**Aim**
Can you gather every line in the material below that contains the string "pink", copying each one in full? Case counts.

[Material for pointing at named objects]
* * *

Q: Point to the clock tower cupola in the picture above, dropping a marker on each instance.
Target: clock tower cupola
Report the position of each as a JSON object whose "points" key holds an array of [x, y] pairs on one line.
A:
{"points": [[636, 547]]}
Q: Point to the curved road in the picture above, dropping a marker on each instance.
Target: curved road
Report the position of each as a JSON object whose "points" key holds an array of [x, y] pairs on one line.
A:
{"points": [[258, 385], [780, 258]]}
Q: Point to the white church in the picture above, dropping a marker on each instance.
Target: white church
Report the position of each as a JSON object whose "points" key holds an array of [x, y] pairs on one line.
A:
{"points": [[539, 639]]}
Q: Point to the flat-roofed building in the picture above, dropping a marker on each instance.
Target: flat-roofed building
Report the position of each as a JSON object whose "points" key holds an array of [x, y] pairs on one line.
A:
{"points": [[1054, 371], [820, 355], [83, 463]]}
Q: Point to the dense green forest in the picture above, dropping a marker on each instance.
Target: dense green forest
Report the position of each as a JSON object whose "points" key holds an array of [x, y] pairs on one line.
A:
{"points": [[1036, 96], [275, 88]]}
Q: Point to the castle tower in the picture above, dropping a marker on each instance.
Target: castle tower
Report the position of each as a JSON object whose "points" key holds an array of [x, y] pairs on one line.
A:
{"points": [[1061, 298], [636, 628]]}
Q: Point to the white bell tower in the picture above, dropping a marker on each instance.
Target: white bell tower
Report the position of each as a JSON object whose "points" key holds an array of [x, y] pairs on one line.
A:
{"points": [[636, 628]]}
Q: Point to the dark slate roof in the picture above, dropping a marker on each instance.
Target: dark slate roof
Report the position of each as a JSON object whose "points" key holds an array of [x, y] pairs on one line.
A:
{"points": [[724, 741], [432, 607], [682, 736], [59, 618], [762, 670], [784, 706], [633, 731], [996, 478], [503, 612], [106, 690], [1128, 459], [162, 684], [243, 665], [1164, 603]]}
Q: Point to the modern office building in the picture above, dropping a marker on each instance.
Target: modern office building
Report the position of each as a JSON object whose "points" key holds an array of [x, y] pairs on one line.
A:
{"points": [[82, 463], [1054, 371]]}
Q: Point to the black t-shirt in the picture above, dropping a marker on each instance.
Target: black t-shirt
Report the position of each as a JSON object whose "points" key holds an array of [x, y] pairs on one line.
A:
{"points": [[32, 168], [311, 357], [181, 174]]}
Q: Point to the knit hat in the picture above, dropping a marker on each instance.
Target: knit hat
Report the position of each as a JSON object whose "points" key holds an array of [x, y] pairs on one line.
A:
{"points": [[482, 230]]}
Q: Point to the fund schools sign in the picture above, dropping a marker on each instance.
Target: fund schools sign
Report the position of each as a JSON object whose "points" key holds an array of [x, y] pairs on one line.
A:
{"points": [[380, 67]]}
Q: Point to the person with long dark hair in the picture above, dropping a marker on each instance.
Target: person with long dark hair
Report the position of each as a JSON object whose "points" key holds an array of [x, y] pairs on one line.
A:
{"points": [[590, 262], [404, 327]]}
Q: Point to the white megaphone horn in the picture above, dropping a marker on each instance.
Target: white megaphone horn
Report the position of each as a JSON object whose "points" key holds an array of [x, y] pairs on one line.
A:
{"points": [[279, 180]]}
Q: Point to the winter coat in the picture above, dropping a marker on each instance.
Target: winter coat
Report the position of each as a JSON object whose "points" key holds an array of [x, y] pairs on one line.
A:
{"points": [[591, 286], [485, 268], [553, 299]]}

* * *

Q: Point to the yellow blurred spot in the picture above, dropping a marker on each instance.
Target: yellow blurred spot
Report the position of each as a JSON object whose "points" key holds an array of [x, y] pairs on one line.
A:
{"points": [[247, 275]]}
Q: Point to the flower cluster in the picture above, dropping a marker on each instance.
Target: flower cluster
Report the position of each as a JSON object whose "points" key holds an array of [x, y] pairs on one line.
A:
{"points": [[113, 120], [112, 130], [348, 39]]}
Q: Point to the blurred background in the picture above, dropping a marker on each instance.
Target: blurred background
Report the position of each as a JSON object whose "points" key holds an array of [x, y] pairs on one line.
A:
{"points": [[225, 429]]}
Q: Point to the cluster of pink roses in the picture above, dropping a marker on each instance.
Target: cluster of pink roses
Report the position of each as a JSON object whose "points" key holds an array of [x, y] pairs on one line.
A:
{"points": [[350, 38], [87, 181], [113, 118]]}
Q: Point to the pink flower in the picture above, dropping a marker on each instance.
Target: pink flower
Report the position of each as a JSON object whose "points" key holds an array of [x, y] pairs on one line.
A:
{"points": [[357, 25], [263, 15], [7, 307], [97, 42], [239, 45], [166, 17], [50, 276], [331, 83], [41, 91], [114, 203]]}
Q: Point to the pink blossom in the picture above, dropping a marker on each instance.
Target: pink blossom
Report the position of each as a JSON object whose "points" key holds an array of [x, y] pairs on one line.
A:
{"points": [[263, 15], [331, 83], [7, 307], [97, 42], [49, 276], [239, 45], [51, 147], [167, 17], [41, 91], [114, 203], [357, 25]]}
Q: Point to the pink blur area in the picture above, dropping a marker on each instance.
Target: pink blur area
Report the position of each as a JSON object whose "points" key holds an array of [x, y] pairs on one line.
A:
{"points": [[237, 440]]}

* * *

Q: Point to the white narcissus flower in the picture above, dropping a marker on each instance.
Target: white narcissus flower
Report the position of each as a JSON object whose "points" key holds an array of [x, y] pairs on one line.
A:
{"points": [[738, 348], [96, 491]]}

* * *

**Task solution**
Q: Point to the cluster of pink roses in the picture above, dropping a marker on each instance.
Target: cluster of pink roses
Q: Point to the pink flower in the picture above, dropping a marker on each instance.
Target: pink flower
Q: Point to the pink blossom in the picture above, dropping a marker on each instance.
Target: pink blossom
Q: Point to the pink blur area in the picture above, dropping a marker on each instance.
Target: pink blur area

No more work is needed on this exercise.